_YOUR INSTRUCTIONS_
Convert the records below into a JSON list of strings, one string per line and no blank lines.

Extracted records:
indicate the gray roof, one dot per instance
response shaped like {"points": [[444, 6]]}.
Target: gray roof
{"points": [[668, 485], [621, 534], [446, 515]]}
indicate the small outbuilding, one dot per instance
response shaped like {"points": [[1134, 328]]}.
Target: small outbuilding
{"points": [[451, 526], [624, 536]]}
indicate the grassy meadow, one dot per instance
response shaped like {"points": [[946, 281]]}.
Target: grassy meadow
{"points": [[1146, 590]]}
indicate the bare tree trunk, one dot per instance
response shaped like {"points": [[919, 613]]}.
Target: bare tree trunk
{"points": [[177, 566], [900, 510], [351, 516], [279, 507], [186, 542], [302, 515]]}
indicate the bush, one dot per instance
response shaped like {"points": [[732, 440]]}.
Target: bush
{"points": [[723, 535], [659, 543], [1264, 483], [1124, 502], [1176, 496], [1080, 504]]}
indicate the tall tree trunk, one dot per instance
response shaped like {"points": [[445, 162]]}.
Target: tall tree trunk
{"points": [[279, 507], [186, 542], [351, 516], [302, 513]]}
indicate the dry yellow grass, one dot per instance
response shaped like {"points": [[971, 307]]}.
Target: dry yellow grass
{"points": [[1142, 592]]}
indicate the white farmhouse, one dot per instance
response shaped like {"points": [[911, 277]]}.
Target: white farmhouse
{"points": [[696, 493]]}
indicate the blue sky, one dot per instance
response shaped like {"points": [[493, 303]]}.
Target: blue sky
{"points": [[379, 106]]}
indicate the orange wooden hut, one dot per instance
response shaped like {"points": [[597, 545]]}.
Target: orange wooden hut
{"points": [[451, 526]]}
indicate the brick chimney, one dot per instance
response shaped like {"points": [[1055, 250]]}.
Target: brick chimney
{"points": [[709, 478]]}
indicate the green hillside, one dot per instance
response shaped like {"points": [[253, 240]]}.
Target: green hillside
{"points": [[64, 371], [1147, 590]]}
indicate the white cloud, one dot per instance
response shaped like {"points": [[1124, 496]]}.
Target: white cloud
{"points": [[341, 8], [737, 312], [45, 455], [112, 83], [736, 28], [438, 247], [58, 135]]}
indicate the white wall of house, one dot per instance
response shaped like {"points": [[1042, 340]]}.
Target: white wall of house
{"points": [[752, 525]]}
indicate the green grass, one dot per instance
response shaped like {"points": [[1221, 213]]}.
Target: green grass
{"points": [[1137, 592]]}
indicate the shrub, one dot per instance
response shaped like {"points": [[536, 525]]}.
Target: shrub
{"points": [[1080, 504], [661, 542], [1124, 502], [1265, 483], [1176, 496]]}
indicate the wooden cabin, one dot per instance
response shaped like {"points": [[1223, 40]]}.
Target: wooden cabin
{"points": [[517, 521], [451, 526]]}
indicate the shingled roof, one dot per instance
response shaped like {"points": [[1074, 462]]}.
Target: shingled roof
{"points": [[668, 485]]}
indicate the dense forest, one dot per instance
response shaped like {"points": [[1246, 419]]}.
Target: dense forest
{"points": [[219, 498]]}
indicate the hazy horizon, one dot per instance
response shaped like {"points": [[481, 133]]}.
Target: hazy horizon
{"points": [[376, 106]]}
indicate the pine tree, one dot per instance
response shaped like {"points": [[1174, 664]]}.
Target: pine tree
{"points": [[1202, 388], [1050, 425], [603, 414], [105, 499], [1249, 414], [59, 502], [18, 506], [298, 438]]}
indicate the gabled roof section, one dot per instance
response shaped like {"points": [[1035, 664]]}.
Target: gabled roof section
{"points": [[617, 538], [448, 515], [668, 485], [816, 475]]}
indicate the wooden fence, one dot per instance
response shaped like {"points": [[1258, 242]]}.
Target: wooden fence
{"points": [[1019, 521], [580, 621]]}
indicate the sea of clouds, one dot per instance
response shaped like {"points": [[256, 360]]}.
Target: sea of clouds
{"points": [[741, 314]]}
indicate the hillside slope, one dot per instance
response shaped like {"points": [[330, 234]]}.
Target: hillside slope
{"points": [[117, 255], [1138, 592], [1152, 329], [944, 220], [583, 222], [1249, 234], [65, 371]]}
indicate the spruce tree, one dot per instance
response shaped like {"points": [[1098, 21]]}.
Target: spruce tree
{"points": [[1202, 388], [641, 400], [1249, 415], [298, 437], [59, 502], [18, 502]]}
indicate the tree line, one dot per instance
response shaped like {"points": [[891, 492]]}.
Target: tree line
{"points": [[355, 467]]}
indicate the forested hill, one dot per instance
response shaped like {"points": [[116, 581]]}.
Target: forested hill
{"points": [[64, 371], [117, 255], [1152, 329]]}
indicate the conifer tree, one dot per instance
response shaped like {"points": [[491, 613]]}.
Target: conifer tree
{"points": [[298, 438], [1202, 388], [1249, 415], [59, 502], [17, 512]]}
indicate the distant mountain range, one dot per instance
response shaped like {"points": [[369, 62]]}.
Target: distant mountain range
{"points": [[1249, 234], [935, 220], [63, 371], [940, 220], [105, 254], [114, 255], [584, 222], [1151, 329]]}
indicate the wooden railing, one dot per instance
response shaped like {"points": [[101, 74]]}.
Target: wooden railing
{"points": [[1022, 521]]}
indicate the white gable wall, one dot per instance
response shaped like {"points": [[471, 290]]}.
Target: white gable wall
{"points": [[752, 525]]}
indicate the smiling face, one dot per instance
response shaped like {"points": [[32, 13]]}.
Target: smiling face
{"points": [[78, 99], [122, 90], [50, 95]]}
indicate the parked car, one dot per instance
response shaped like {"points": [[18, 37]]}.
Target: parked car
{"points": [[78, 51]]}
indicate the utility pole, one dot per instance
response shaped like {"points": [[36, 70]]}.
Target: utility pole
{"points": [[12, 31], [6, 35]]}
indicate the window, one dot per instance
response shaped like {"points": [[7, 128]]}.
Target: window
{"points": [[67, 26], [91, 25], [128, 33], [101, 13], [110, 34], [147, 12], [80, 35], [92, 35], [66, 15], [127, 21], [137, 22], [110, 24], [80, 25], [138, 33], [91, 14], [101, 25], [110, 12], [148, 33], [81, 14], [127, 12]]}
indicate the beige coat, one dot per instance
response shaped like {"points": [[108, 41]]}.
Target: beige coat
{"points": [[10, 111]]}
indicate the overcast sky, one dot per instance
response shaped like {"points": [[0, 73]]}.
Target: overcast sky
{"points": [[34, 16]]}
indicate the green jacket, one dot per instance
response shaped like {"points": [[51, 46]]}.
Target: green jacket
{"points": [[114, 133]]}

_FINISHED ANSWER_
[
  "indicate the gray roof, one dot per instance",
  "response shaped like {\"points\": [[444, 6]]}.",
  "Target: gray roof",
  "{\"points\": [[668, 485], [621, 534], [446, 515]]}",
  "indicate the small outbuilding, one dot per instance",
  "response shaped like {\"points\": [[1134, 328]]}.",
  "Target: small outbuilding",
  "{\"points\": [[451, 526], [624, 536]]}",
  "indicate the grassy meadow, one dot per instance",
  "response shaped like {\"points\": [[946, 281]]}.",
  "Target: grassy meadow",
  "{\"points\": [[1146, 590]]}",
  "indicate the bare tree trunk, one dot per instance",
  "response shaped like {\"points\": [[919, 613]]}.",
  "Target: bare tree trunk",
  "{\"points\": [[177, 566], [900, 510], [351, 516], [279, 507], [186, 542], [302, 515]]}",
  "indicate the bush, one dot per instance",
  "response shaped like {\"points\": [[732, 440]]}.",
  "Target: bush",
  "{\"points\": [[723, 535], [659, 543], [1264, 483], [1124, 502], [1176, 496], [1080, 504]]}",
  "indicate the tall tree trunk, one dot per instance",
  "response shaped like {\"points\": [[445, 162]]}.",
  "Target: tall tree trunk",
  "{\"points\": [[279, 507], [186, 542], [351, 516], [302, 513]]}",
  "indicate the dry yellow grass, one dot per instance",
  "response shaped like {\"points\": [[971, 307]]}.",
  "Target: dry yellow grass",
  "{\"points\": [[1142, 592]]}",
  "indicate the white farmhouse, one dot per instance",
  "response shaped like {\"points\": [[911, 277]]}.",
  "Target: white farmhouse",
  "{\"points\": [[696, 493]]}",
  "indicate the blue sky, one dot per instance",
  "response shaped like {\"points\": [[493, 303]]}.",
  "Target: blue sky",
  "{\"points\": [[379, 106]]}",
  "indicate the orange wooden hut, one dot per instance",
  "response shaped like {\"points\": [[597, 545]]}.",
  "Target: orange wooden hut",
  "{\"points\": [[451, 526]]}",
  "indicate the brick chimney, one dot per instance",
  "response shaped like {\"points\": [[1055, 250]]}.",
  "Target: brick chimney",
  "{\"points\": [[709, 478]]}",
  "indicate the green hillside, one dot per instance",
  "response shaped like {\"points\": [[253, 240]]}.",
  "Target: green hillside",
  "{\"points\": [[64, 371], [1147, 590]]}",
  "indicate the white cloud, one dot per instance",
  "response shaped like {\"points\": [[1124, 496]]}.",
  "Target: white cloud",
  "{\"points\": [[341, 8], [737, 312], [45, 455], [112, 83], [736, 28], [438, 247], [58, 135]]}",
  "indicate the white wall of house, one dot per instance",
  "response shaped like {\"points\": [[1042, 340]]}.",
  "Target: white wall of house",
  "{\"points\": [[752, 525]]}",
  "indicate the green grass, one dot per instance",
  "response shaped like {\"points\": [[1221, 213]]}.",
  "Target: green grass",
  "{\"points\": [[1137, 592]]}",
  "indicate the shrub, one dot per instance",
  "response shaped like {\"points\": [[536, 525]]}.",
  "Target: shrub",
  "{\"points\": [[1080, 504], [661, 542], [1124, 502], [1265, 483], [1176, 496]]}",
  "indicate the wooden cabin, one dot per instance",
  "response shaped like {\"points\": [[1223, 40]]}.",
  "Target: wooden cabin",
  "{\"points\": [[517, 521], [451, 526]]}",
  "indicate the shingled roof, one dot per instance",
  "response shaped like {\"points\": [[1074, 462]]}.",
  "Target: shingled roof",
  "{\"points\": [[668, 485]]}",
  "indicate the dense forest, one dot per instance",
  "response shaped like {\"points\": [[1246, 419]]}.",
  "Target: dense forest",
  "{\"points\": [[219, 498]]}",
  "indicate the hazy horizon, one dot per instance",
  "response shaped like {\"points\": [[481, 133]]}.",
  "Target: hazy horizon",
  "{\"points\": [[376, 106]]}",
  "indicate the pine tree, one dot per instance",
  "response shaped like {\"points\": [[1174, 664]]}.",
  "Target: pine tree",
  "{\"points\": [[1202, 388], [1050, 425], [603, 414], [105, 499], [1249, 414], [59, 502], [18, 506], [298, 438]]}",
  "indicate the gabled roof section, one dot per instance",
  "response shaped like {\"points\": [[1035, 664]]}.",
  "Target: gabled roof section",
  "{\"points\": [[617, 538], [448, 515], [668, 485], [816, 475]]}",
  "indicate the wooden fence, one dot per instance",
  "response shaped like {\"points\": [[1258, 242]]}.",
  "Target: wooden fence",
  "{\"points\": [[1019, 521], [580, 621]]}",
  "indicate the sea of clouds, one dot per instance",
  "response shaped like {\"points\": [[256, 360]]}.",
  "Target: sea of clouds",
  "{\"points\": [[741, 314]]}",
  "indicate the hillside slope, one dot per instance",
  "response shaped like {\"points\": [[330, 234]]}.",
  "Target: hillside slope",
  "{\"points\": [[117, 255], [1138, 592], [1152, 329], [944, 220], [583, 222], [1249, 234], [65, 371]]}",
  "indicate the spruce tree, one dot per instance",
  "response shaped like {\"points\": [[1098, 21]]}.",
  "Target: spruce tree",
  "{\"points\": [[1202, 388], [641, 400], [1249, 415], [298, 437], [59, 502], [18, 502]]}",
  "indicate the tree line, one dot per instance",
  "response shaped like {\"points\": [[891, 492]]}.",
  "Target: tree line",
  "{\"points\": [[355, 467]]}",
  "indicate the forested hill, one dot per instance",
  "response shaped like {\"points\": [[116, 581]]}.",
  "Target: forested hill",
  "{\"points\": [[64, 371], [117, 255], [1152, 329]]}",
  "indicate the conifer tree, one dot per instance",
  "response shaped like {\"points\": [[491, 613]]}.",
  "Target: conifer tree",
  "{\"points\": [[298, 438], [1202, 388], [1249, 415], [59, 502], [17, 512]]}",
  "indicate the distant mountain range, one dot per instance",
  "response shaped like {\"points\": [[369, 62]]}.",
  "Target: distant mountain range",
  "{\"points\": [[1249, 234], [935, 220], [63, 371], [940, 220], [105, 254], [114, 255], [584, 222], [1151, 329]]}",
  "indicate the wooden railing, one dot per instance",
  "response shaped like {\"points\": [[101, 74]]}.",
  "Target: wooden railing",
  "{\"points\": [[1022, 521]]}",
  "indicate the white gable wall, one dot per instance",
  "response shaped like {\"points\": [[471, 290]]}.",
  "Target: white gable wall",
  "{\"points\": [[752, 525]]}",
  "indicate the smiling face, one dot per instance",
  "response shaped like {\"points\": [[32, 13]]}.",
  "Target: smiling face",
  "{\"points\": [[78, 99], [122, 90], [50, 95]]}",
  "indicate the parked car, one dot per instance",
  "response shaped like {\"points\": [[18, 37]]}.",
  "Target: parked car",
  "{\"points\": [[78, 51]]}",
  "indicate the utility pole, one dot per instance",
  "response shaped like {\"points\": [[36, 70]]}.",
  "Target: utility pole",
  "{\"points\": [[12, 31], [6, 35]]}",
  "indicate the window, one dot per instance",
  "response shaped like {\"points\": [[7, 128]]}.",
  "Target: window",
  "{\"points\": [[67, 26], [91, 25], [128, 33], [101, 13], [110, 34], [147, 12], [80, 35], [92, 35], [66, 15], [127, 21], [137, 22], [110, 24], [80, 25], [138, 33], [91, 14], [101, 25], [110, 12], [148, 33], [81, 14], [127, 12]]}",
  "indicate the beige coat, one dot per instance",
  "response shaped like {\"points\": [[108, 41]]}.",
  "Target: beige coat",
  "{\"points\": [[10, 111]]}",
  "indicate the overcast sky, one dot per instance",
  "response shaped like {\"points\": [[0, 73]]}.",
  "Target: overcast sky",
  "{\"points\": [[34, 16]]}",
  "indicate the green jacket, one dot per instance",
  "response shaped like {\"points\": [[51, 46]]}.",
  "Target: green jacket",
  "{\"points\": [[114, 133]]}"
]